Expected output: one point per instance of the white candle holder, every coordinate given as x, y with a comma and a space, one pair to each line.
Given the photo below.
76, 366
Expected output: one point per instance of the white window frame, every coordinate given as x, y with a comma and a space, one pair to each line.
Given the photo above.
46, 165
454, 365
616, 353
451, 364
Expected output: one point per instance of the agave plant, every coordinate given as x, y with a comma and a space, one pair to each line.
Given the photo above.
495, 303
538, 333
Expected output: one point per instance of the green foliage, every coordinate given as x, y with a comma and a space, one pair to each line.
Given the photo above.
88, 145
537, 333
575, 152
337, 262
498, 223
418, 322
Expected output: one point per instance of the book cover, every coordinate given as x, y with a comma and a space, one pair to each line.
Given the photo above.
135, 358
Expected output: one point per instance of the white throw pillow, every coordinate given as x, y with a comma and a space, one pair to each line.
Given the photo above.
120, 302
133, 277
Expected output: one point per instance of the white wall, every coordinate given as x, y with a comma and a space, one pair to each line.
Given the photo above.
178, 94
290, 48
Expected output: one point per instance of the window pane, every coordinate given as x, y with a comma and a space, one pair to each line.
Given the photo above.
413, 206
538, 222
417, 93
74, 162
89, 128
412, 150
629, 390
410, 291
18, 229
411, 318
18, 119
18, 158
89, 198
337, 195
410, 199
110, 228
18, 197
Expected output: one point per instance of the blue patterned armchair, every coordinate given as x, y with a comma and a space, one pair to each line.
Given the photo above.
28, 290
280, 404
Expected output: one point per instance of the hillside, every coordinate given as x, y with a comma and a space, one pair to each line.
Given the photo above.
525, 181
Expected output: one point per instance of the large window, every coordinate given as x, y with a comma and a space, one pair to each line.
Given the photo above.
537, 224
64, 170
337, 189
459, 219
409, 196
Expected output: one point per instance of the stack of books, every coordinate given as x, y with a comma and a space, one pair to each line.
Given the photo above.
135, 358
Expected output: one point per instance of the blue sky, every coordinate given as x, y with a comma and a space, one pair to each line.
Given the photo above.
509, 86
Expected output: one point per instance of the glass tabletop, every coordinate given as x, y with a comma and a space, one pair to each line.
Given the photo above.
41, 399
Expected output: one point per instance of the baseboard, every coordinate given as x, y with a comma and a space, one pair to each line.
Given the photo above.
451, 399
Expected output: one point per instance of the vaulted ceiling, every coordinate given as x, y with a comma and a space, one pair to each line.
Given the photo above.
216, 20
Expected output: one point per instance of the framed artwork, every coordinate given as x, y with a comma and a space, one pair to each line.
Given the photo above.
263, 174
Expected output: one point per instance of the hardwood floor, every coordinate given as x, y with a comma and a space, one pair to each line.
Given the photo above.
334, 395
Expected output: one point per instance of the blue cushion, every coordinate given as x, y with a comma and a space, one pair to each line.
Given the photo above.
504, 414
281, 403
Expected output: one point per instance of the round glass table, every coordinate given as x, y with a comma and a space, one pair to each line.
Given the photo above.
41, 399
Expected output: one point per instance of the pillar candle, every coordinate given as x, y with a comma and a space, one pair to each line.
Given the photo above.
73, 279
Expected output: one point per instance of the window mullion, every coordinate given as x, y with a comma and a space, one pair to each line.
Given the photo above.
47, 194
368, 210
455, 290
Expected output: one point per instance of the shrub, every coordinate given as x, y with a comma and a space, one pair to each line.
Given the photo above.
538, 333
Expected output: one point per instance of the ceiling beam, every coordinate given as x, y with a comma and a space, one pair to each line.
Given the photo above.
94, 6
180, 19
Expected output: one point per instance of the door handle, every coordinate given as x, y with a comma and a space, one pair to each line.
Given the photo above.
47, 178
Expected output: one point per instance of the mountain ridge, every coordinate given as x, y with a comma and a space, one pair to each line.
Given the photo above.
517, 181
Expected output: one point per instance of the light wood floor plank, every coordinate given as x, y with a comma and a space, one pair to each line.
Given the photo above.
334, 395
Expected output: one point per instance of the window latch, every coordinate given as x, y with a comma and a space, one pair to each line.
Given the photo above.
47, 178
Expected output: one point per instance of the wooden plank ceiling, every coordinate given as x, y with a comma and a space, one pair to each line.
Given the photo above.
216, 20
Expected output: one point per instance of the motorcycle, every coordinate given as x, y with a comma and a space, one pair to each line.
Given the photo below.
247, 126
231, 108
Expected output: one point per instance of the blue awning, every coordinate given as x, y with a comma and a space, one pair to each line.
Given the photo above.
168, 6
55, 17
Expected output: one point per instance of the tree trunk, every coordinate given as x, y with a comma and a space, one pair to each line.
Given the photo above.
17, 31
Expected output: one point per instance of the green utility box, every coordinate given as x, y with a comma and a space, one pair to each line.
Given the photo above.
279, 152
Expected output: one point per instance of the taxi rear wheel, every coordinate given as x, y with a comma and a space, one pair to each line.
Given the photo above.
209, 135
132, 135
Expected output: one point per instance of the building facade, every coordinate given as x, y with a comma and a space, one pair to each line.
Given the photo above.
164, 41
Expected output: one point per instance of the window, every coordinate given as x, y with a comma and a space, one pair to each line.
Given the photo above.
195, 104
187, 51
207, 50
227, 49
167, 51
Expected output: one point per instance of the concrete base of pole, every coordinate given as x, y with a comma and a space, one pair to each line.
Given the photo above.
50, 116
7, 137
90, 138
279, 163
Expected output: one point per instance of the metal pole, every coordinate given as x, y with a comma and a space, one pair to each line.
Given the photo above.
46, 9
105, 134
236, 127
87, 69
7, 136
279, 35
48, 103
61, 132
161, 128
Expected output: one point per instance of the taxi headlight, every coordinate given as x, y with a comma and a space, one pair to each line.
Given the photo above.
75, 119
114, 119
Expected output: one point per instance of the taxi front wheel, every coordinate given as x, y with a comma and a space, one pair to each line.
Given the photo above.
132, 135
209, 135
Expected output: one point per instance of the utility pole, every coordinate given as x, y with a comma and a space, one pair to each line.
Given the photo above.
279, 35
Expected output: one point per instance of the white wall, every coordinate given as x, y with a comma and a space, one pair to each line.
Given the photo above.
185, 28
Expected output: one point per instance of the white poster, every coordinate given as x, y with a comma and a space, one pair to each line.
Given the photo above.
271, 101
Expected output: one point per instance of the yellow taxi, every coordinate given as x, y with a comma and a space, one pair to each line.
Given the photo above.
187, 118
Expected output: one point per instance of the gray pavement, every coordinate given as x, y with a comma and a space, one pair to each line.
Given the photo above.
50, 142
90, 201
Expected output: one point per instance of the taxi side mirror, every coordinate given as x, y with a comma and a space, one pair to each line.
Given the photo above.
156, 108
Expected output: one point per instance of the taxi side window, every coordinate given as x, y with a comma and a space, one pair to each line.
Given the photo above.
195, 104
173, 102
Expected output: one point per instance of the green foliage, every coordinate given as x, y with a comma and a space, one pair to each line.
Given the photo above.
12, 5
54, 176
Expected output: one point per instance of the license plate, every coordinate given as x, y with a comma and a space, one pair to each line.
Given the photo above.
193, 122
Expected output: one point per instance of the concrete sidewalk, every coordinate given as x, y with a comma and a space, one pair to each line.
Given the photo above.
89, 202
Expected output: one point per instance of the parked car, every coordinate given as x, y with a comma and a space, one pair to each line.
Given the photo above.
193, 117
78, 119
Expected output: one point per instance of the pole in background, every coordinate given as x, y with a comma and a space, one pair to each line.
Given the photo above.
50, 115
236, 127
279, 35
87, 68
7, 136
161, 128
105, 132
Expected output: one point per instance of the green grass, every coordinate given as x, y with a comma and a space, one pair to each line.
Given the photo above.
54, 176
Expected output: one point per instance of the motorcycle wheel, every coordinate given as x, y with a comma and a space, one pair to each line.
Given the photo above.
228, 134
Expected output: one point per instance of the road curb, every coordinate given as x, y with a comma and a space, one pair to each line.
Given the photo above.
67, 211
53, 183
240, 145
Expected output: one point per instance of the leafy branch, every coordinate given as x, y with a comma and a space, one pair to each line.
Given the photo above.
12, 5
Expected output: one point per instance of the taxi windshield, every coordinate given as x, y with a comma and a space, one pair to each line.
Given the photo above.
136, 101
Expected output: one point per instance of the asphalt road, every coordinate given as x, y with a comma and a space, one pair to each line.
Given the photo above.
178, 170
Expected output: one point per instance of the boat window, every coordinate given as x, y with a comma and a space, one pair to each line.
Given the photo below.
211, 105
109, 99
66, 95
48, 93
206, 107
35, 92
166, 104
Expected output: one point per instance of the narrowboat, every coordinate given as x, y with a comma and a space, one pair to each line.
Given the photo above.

> [Requirement] Write out again, word for word, the rows from the line containing "taxi windshield, every" through the last line of the rows, both included.

> [Output for this task]
Expected output: one point per instance of the taxi windshield, every coordinate given as x, y with a comma and a space, one pair to each line.
Given the photo above.
136, 101
Expected output: one point per instance of the asphalt road, every coordinate given as x, y with a comma and a space, one pair to each line.
Given the photo above.
178, 170
Expected output: one point per instance of the boat window, every coordinate given as x, y with a comma and a space, one pair to each line.
Given the photo below.
211, 105
109, 99
66, 95
48, 93
206, 107
35, 92
166, 104
Expected output: one point per instance of the narrowboat, every coordinate given as x, y with a comma and a space, one pair to each line.
Given the photo above.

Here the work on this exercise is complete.